:: What needs to be done ::
Omit the pictures and output every entry below exactly as written.
>>>>>
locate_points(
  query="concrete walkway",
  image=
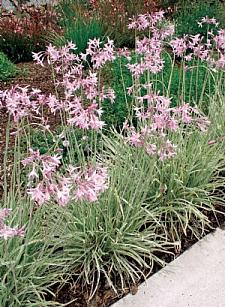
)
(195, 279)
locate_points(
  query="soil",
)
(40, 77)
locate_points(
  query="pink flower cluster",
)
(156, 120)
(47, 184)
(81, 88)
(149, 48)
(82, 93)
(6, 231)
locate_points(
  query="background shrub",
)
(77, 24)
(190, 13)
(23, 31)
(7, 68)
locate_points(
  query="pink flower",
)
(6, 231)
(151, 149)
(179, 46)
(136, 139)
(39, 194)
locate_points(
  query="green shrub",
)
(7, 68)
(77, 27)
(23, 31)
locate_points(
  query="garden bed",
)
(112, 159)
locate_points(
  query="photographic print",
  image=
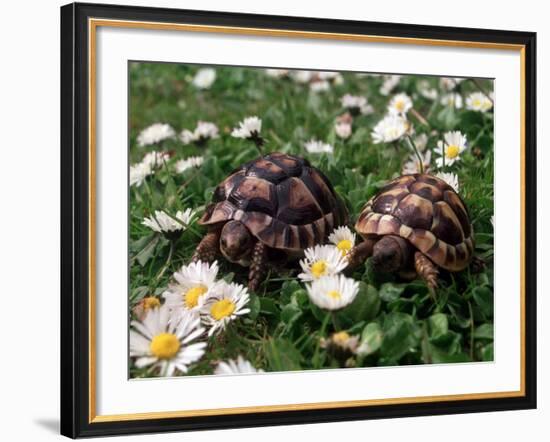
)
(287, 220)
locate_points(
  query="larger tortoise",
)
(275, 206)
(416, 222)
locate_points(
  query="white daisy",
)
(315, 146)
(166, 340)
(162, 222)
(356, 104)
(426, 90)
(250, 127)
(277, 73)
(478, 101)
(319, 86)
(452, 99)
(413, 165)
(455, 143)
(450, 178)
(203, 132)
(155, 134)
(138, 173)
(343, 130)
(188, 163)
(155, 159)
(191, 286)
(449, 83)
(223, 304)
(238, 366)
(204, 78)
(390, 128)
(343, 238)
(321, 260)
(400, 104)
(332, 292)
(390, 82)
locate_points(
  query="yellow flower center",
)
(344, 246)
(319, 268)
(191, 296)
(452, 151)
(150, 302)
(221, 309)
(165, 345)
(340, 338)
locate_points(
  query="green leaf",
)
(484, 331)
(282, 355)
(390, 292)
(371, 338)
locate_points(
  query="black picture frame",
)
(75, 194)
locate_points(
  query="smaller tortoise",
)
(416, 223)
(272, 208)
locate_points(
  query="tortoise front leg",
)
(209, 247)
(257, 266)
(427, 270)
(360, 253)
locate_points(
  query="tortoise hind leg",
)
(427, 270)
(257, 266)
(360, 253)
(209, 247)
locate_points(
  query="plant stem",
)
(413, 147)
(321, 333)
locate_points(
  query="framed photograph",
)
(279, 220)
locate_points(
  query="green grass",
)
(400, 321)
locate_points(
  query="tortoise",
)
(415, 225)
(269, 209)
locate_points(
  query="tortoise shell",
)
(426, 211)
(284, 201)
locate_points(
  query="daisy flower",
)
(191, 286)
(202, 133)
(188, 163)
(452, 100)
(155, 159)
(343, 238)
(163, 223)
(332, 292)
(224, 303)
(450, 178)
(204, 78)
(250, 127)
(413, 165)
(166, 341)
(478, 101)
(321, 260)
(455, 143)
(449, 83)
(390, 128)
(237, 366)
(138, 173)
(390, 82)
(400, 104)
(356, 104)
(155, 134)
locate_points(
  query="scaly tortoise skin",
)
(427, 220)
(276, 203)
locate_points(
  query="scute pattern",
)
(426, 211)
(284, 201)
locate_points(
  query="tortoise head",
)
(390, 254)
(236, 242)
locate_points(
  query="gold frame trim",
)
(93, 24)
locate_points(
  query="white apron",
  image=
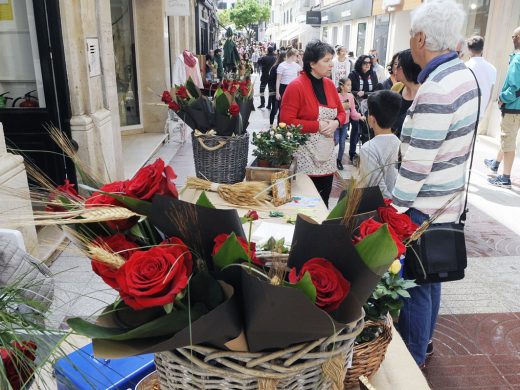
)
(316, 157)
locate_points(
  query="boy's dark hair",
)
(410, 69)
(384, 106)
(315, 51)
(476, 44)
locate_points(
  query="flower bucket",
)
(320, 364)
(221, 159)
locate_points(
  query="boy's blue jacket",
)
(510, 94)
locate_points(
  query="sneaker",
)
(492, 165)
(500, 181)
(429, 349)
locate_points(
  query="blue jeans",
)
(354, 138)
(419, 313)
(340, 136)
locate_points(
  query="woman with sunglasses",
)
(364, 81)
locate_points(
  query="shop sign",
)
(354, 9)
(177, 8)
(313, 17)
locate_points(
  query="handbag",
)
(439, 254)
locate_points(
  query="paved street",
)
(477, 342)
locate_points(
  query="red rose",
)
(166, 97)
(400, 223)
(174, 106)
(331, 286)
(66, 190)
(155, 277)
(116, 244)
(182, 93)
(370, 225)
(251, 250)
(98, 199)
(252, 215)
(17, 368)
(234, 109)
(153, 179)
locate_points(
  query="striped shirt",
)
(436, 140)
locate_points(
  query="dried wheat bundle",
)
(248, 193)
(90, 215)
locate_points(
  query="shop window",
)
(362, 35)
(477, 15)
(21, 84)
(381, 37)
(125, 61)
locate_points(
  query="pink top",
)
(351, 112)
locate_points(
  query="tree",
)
<<<<<
:: Exercise result ::
locate_points(
  query="concrete walkway",
  image=
)
(195, 279)
locate_points(
  query="soil",
)
(40, 77)
locate_points(
  query="pink flower cluster",
)
(156, 120)
(47, 184)
(81, 88)
(149, 48)
(82, 93)
(6, 231)
locate_points(
  query="background shrub",
)
(77, 24)
(190, 13)
(23, 31)
(7, 68)
locate_points(
  query="pink flower",
)
(6, 231)
(151, 149)
(179, 46)
(136, 139)
(39, 194)
locate_points(
  query="green shrub",
)
(7, 68)
(77, 27)
(23, 31)
locate_points(
  query="garden bed",
)
(112, 159)
locate_points(
  query="photographic print",
  image=
)
(287, 220)
locate_points(
  query="larger tortoise",
)
(275, 206)
(416, 222)
locate_points(
  query="white daisy",
)
(315, 146)
(166, 340)
(162, 222)
(356, 104)
(426, 90)
(250, 127)
(277, 73)
(478, 101)
(319, 86)
(452, 99)
(413, 165)
(455, 143)
(450, 178)
(203, 132)
(155, 134)
(138, 173)
(343, 130)
(188, 163)
(155, 159)
(191, 286)
(449, 83)
(223, 304)
(238, 366)
(204, 78)
(390, 128)
(343, 238)
(321, 260)
(400, 104)
(332, 292)
(390, 82)
locate_points(
  query="yellow flower center",
)
(344, 246)
(319, 268)
(191, 296)
(452, 151)
(150, 302)
(221, 309)
(165, 345)
(340, 338)
locate_points(
  query="green leaf",
)
(484, 331)
(282, 355)
(390, 292)
(371, 338)
locate_points(
  query="black picture frame",
)
(75, 194)
locate_points(
  query="smaller tortoise",
)
(416, 223)
(272, 208)
locate_points(
  query="tortoise front leg",
)
(209, 247)
(257, 266)
(427, 270)
(360, 253)
locate_points(
  query="tortoise hind leg",
)
(427, 270)
(257, 266)
(360, 253)
(209, 247)
locate_points(
  query="plant stem",
)
(413, 147)
(321, 333)
locate_points(
  query="framed photograph",
)
(279, 220)
locate_points(
  query="green grass",
)
(400, 321)
locate_points(
  query="tortoise",
)
(415, 225)
(269, 209)
locate_points(
  query="tortoise shell",
)
(426, 211)
(284, 201)
locate_points(
  query="daisy flower",
)
(191, 286)
(202, 133)
(188, 163)
(452, 100)
(155, 159)
(343, 238)
(163, 223)
(332, 292)
(224, 303)
(450, 178)
(204, 78)
(250, 127)
(413, 165)
(166, 341)
(478, 101)
(321, 260)
(455, 143)
(449, 83)
(390, 128)
(237, 366)
(138, 173)
(390, 82)
(400, 104)
(356, 104)
(155, 134)
locate_points(
  query="scaly tortoise skin",
)
(427, 220)
(276, 203)
locate_points(
  query="scute pattern",
)
(426, 211)
(284, 201)
locate_points(
  query="tortoise head",
)
(390, 254)
(236, 242)
locate_points(
  query="gold frame trim",
)
(93, 24)
locate_points(
  query="white apron",
  image=
)
(316, 157)
locate_points(
  query="boy's dark hair",
)
(410, 69)
(384, 106)
(315, 51)
(476, 44)
locate_points(
  query="flower bucket",
)
(320, 364)
(221, 159)
locate_points(
  query="boy's blue jacket",
)
(510, 94)
locate_points(
  query="sneaker",
)
(492, 165)
(500, 181)
(429, 349)
locate_points(
  query="blue jeans",
)
(354, 138)
(419, 313)
(340, 136)
locate_points(
  query="woman with sunglasses",
)
(364, 81)
locate_points(
  query="shop sign",
)
(354, 9)
(177, 8)
(313, 17)
locate_points(
  query="handbag",
)
(439, 254)
locate_points(
  query="paved street",
)
(477, 342)
locate_points(
  query="red rose",
)
(166, 97)
(400, 223)
(174, 106)
(331, 286)
(66, 190)
(155, 277)
(116, 244)
(182, 93)
(370, 225)
(251, 250)
(98, 199)
(252, 215)
(17, 368)
(234, 109)
(153, 179)
locate_points(
  query="striped shirt",
)
(436, 140)
locate_points(
  query="dried wheat bundle",
)
(248, 193)
(90, 215)
locate_points(
  query="shop window",
)
(362, 35)
(477, 15)
(21, 84)
(381, 37)
(125, 61)
locate_points(
  query="pink top",
)
(351, 112)
locate_points(
  query="tree",
)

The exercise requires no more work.